(Extracted data entries)
---

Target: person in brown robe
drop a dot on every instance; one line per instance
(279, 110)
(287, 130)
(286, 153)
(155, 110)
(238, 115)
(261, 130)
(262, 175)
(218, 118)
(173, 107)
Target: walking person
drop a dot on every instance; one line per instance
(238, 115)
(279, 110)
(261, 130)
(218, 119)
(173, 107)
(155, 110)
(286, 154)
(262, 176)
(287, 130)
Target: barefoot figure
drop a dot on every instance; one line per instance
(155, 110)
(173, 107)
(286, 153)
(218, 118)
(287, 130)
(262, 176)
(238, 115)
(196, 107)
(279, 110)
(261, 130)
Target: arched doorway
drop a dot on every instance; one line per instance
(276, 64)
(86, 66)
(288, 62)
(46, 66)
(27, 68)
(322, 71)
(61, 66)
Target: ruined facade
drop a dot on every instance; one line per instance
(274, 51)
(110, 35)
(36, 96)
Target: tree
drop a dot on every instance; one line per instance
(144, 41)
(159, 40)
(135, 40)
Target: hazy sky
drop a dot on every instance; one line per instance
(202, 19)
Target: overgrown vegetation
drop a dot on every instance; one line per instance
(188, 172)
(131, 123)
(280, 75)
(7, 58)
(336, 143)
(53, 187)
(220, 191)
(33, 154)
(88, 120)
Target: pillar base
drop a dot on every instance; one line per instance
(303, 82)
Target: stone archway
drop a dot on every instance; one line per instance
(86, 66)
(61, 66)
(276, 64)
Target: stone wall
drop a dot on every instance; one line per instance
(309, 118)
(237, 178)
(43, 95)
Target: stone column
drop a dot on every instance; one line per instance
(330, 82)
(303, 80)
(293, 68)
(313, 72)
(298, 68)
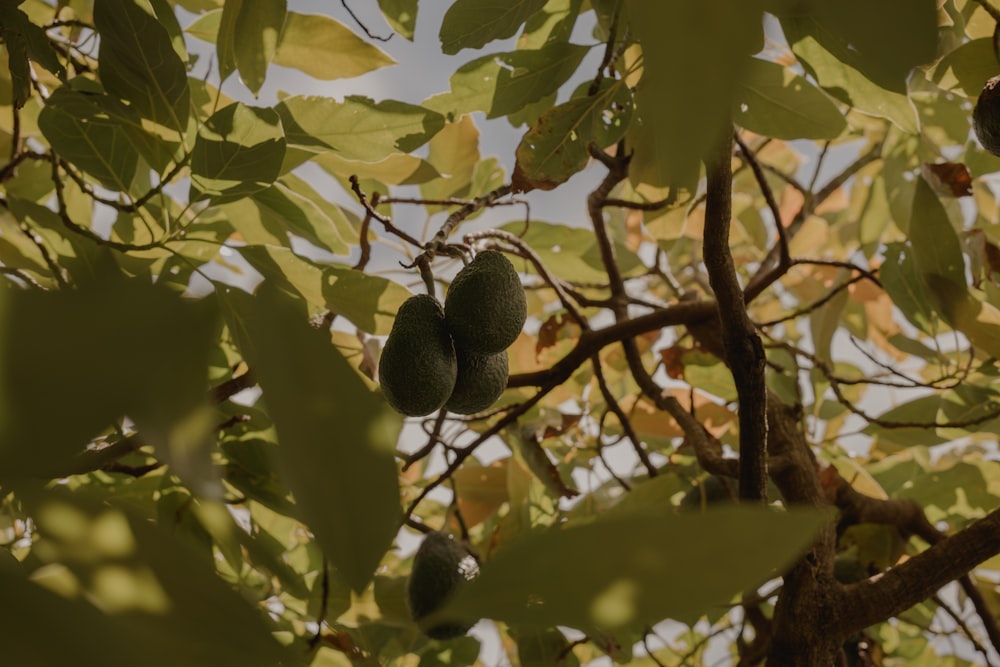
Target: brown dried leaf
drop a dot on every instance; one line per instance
(950, 178)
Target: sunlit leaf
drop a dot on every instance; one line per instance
(862, 45)
(153, 366)
(685, 45)
(648, 575)
(79, 128)
(138, 63)
(248, 38)
(238, 152)
(326, 49)
(852, 87)
(396, 169)
(401, 15)
(290, 208)
(967, 68)
(358, 128)
(503, 83)
(23, 41)
(774, 101)
(471, 24)
(556, 145)
(571, 251)
(370, 302)
(336, 447)
(164, 595)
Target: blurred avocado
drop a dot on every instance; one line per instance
(481, 380)
(485, 306)
(986, 116)
(418, 367)
(440, 566)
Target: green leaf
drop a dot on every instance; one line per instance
(358, 128)
(937, 252)
(396, 169)
(852, 87)
(24, 40)
(326, 49)
(572, 251)
(555, 147)
(304, 217)
(370, 302)
(864, 45)
(87, 631)
(248, 38)
(649, 573)
(79, 128)
(471, 24)
(139, 64)
(908, 293)
(775, 102)
(293, 273)
(504, 83)
(694, 55)
(824, 323)
(966, 68)
(152, 363)
(401, 15)
(337, 437)
(238, 152)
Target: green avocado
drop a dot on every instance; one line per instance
(481, 380)
(712, 490)
(418, 367)
(485, 306)
(440, 566)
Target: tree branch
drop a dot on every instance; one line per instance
(744, 351)
(874, 600)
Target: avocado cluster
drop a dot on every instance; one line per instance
(986, 116)
(440, 566)
(455, 357)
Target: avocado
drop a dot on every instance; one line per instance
(986, 116)
(440, 566)
(485, 306)
(418, 367)
(481, 380)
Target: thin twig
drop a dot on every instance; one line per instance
(363, 26)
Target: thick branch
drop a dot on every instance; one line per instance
(686, 313)
(743, 348)
(908, 584)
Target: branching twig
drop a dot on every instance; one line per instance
(784, 258)
(386, 221)
(623, 419)
(744, 351)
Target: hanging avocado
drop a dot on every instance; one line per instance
(440, 566)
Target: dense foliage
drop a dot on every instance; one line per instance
(752, 413)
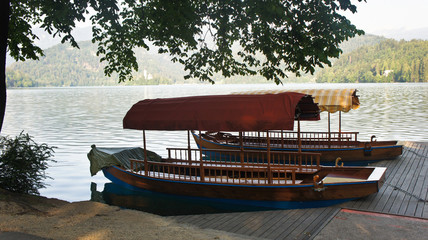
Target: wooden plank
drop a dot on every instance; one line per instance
(329, 216)
(403, 196)
(412, 188)
(225, 223)
(292, 230)
(304, 229)
(282, 221)
(394, 181)
(268, 220)
(254, 222)
(234, 221)
(214, 219)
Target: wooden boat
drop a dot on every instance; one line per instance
(285, 180)
(331, 144)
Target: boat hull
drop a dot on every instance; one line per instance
(351, 156)
(273, 196)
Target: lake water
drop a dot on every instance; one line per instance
(72, 119)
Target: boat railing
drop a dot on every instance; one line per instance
(229, 166)
(302, 160)
(288, 139)
(222, 173)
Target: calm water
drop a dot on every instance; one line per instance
(74, 118)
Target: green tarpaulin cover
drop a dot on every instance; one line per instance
(106, 157)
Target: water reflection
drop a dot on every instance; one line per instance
(162, 204)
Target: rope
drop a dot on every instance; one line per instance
(408, 193)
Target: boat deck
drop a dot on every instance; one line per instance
(405, 193)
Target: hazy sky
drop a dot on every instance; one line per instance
(376, 16)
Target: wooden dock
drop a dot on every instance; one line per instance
(404, 193)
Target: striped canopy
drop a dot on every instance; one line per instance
(330, 100)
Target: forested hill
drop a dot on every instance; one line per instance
(387, 61)
(67, 66)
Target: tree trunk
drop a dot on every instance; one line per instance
(4, 29)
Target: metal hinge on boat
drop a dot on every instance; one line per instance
(318, 185)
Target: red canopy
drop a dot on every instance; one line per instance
(222, 112)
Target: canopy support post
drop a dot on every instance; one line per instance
(268, 157)
(340, 125)
(300, 144)
(329, 131)
(201, 165)
(189, 153)
(241, 147)
(146, 164)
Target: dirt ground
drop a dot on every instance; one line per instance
(57, 219)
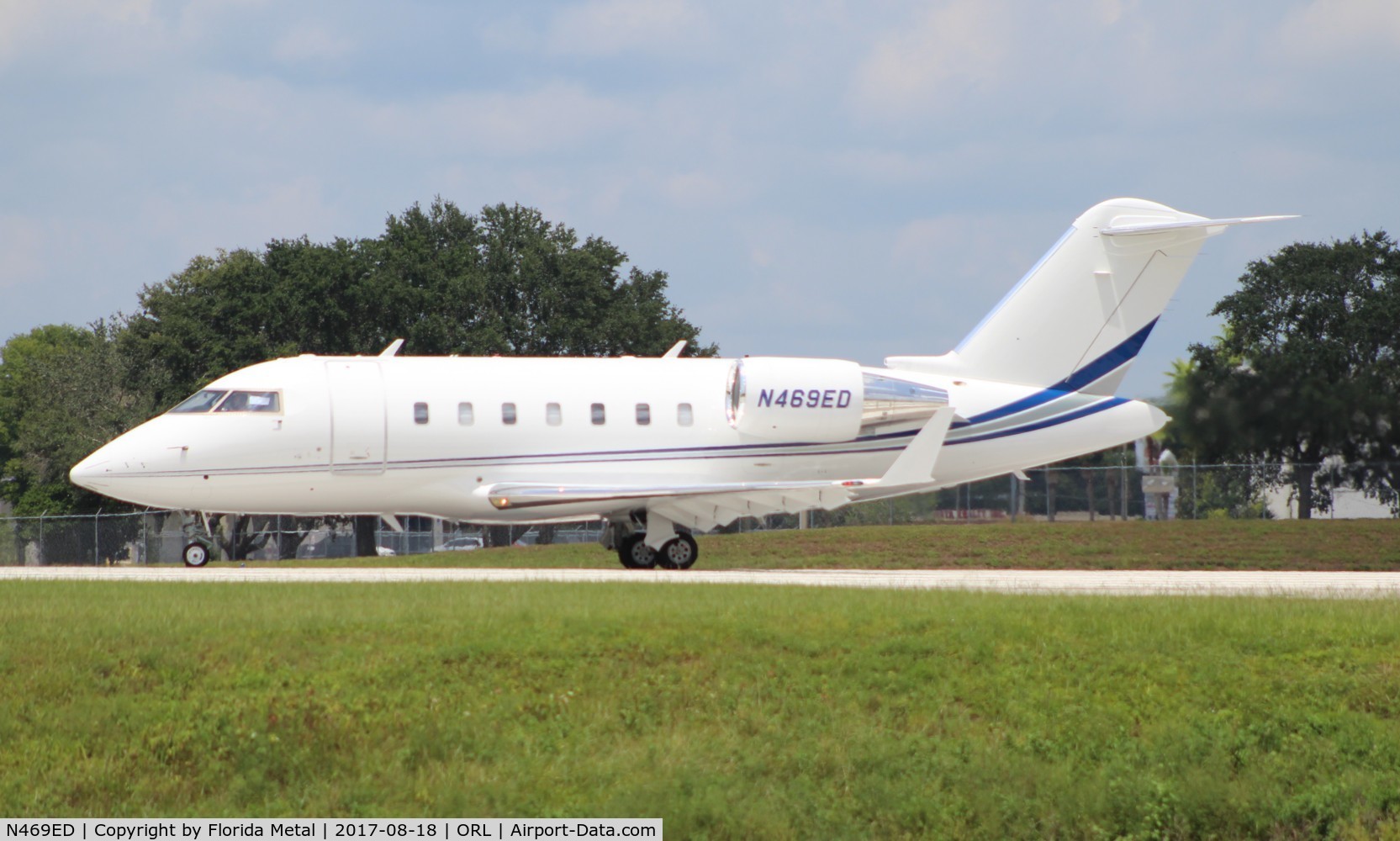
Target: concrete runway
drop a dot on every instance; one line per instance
(1122, 583)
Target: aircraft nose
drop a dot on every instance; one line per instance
(88, 472)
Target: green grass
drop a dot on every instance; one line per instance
(1134, 545)
(726, 711)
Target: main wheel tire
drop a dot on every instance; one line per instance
(196, 554)
(679, 553)
(636, 554)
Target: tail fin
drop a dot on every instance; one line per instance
(1080, 316)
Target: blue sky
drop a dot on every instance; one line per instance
(819, 178)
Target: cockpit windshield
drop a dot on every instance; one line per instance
(221, 400)
(250, 402)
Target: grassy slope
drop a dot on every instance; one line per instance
(728, 711)
(1183, 545)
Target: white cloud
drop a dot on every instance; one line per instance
(695, 191)
(309, 44)
(953, 48)
(552, 118)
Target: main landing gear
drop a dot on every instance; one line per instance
(678, 553)
(629, 537)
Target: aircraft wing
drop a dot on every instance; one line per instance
(717, 504)
(700, 507)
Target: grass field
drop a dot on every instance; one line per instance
(759, 712)
(1134, 545)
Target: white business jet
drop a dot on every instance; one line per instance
(663, 447)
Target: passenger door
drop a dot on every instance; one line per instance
(357, 416)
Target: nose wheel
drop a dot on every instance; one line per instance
(195, 554)
(678, 553)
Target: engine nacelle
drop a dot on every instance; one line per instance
(823, 400)
(795, 399)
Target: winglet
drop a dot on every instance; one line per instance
(916, 463)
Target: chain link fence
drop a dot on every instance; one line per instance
(1052, 495)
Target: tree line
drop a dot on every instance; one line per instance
(1303, 375)
(499, 282)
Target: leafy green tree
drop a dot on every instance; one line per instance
(1305, 370)
(505, 282)
(62, 396)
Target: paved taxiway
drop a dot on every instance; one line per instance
(1116, 583)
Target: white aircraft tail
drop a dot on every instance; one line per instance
(1078, 318)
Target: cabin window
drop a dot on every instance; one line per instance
(202, 402)
(251, 402)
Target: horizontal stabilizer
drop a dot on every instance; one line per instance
(1130, 229)
(916, 463)
(1080, 316)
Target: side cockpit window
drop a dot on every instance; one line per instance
(250, 402)
(221, 400)
(202, 402)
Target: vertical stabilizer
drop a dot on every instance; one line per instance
(1080, 316)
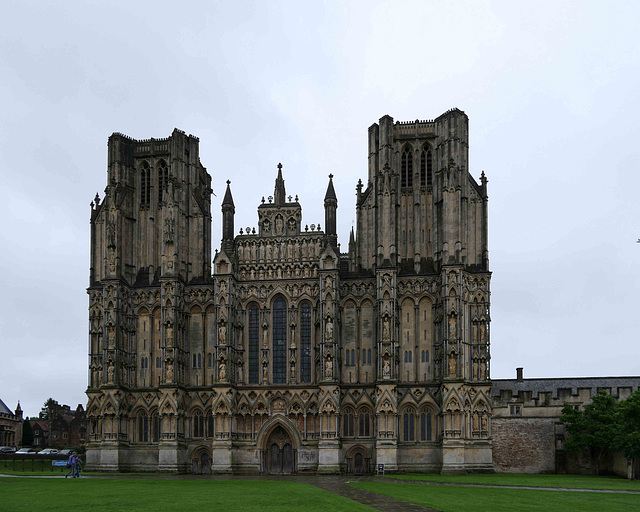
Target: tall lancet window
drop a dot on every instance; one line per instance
(254, 347)
(426, 168)
(279, 341)
(145, 185)
(305, 342)
(163, 179)
(406, 170)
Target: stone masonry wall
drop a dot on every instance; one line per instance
(523, 445)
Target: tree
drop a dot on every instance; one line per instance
(629, 435)
(27, 433)
(596, 427)
(48, 408)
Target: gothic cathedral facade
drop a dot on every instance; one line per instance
(290, 356)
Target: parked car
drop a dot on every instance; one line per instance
(48, 451)
(26, 451)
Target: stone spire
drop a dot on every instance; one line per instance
(279, 192)
(228, 211)
(330, 207)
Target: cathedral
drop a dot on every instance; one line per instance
(281, 354)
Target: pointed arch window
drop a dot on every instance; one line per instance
(279, 341)
(305, 342)
(198, 424)
(364, 423)
(145, 185)
(426, 168)
(254, 340)
(426, 426)
(406, 169)
(163, 179)
(348, 423)
(409, 422)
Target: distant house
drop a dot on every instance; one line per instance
(64, 427)
(40, 429)
(10, 425)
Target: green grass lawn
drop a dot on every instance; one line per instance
(521, 480)
(449, 498)
(29, 494)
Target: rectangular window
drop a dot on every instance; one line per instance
(305, 343)
(279, 341)
(254, 341)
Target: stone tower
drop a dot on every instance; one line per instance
(422, 228)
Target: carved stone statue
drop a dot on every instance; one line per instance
(328, 331)
(452, 327)
(328, 367)
(453, 364)
(386, 328)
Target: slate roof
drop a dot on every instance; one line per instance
(537, 386)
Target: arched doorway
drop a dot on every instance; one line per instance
(358, 461)
(201, 463)
(280, 452)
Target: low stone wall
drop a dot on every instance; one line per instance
(523, 445)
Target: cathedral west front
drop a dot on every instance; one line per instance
(280, 354)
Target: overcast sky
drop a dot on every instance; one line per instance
(552, 91)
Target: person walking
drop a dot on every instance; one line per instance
(71, 464)
(78, 466)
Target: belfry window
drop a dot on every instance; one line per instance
(163, 179)
(425, 426)
(279, 341)
(426, 168)
(406, 170)
(305, 342)
(254, 341)
(145, 185)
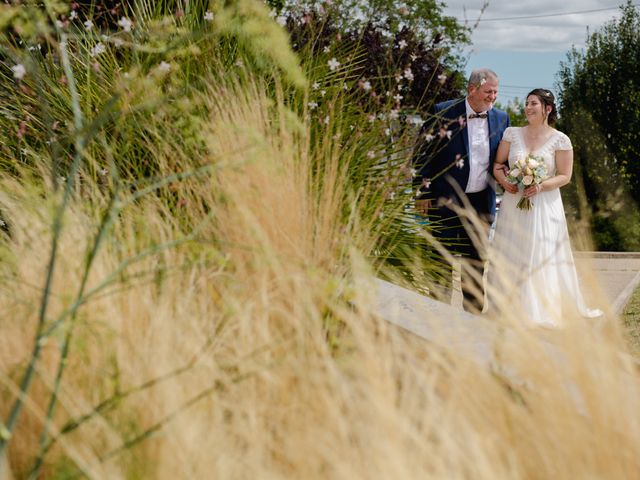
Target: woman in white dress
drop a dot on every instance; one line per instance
(533, 271)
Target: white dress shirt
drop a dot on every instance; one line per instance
(479, 151)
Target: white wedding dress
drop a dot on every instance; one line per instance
(532, 271)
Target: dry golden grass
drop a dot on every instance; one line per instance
(268, 357)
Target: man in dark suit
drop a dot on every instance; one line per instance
(454, 159)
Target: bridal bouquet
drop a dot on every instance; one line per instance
(527, 171)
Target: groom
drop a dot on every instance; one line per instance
(454, 159)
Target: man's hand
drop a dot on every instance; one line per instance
(423, 206)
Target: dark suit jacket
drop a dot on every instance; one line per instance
(437, 161)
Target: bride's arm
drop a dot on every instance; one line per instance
(564, 169)
(500, 168)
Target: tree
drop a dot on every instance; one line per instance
(600, 94)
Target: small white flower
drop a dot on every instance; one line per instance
(98, 49)
(333, 64)
(125, 23)
(19, 71)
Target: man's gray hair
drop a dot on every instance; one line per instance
(481, 75)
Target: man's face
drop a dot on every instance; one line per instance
(482, 97)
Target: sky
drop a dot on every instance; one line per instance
(526, 52)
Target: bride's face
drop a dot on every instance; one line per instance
(534, 110)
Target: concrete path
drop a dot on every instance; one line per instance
(617, 274)
(607, 278)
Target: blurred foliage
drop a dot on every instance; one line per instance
(600, 94)
(515, 109)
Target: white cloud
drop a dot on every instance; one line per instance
(547, 34)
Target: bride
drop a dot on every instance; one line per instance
(532, 263)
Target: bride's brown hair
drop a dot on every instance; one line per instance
(546, 98)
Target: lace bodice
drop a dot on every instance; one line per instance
(557, 141)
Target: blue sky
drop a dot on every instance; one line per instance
(526, 52)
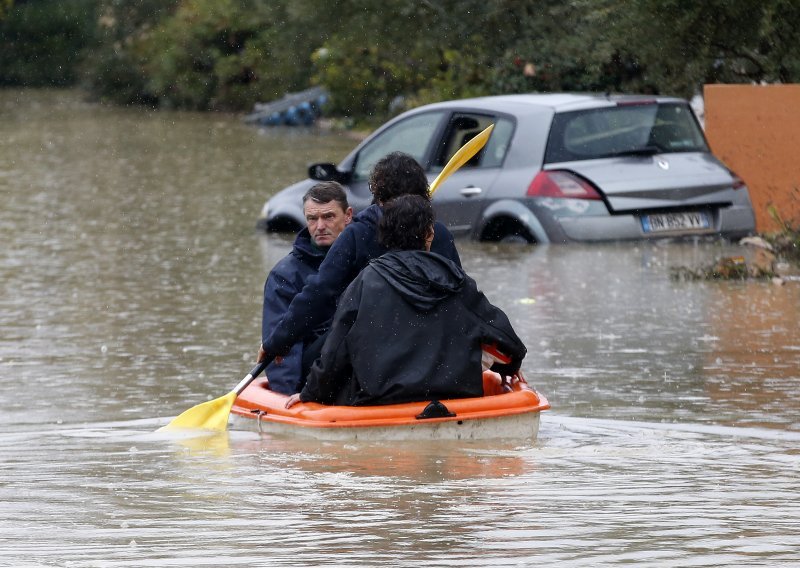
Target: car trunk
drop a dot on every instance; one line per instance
(663, 181)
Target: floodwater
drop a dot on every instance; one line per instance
(131, 279)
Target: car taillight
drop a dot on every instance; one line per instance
(738, 183)
(557, 183)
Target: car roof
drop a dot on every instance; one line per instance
(556, 102)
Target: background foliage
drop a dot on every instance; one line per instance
(378, 57)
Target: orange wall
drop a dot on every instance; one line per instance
(755, 130)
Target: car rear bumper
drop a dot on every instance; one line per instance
(596, 224)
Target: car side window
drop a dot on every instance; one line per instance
(465, 126)
(411, 136)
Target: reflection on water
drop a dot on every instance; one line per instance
(130, 290)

---

**DIRECTIONS FOR THIS TASK**
Locate the line with "Target: floodwater" in the entries above; extract it and every line after it, verbatim.

**ANSWER IN FULL**
Target: floodwater
drop a dot on every instance; one line per instance
(131, 279)
Target: car taillight
drop a dot on every instance; one line per instance
(738, 183)
(557, 183)
Target: car roof
drop a dot on every instance; one line per instance
(556, 102)
Target: background foliage
drop a dot on every instance; one line per instance
(378, 57)
Target: orange wall
drop a dot on every instance; one line per instance
(755, 130)
Target: car rear bumper
drop a dot on every instance; one line per instance
(596, 224)
Target: car side window
drop a dot on every instance; one line per instance
(465, 126)
(411, 136)
Target: reflection on water
drop a dot on every instance; one line per instance
(130, 290)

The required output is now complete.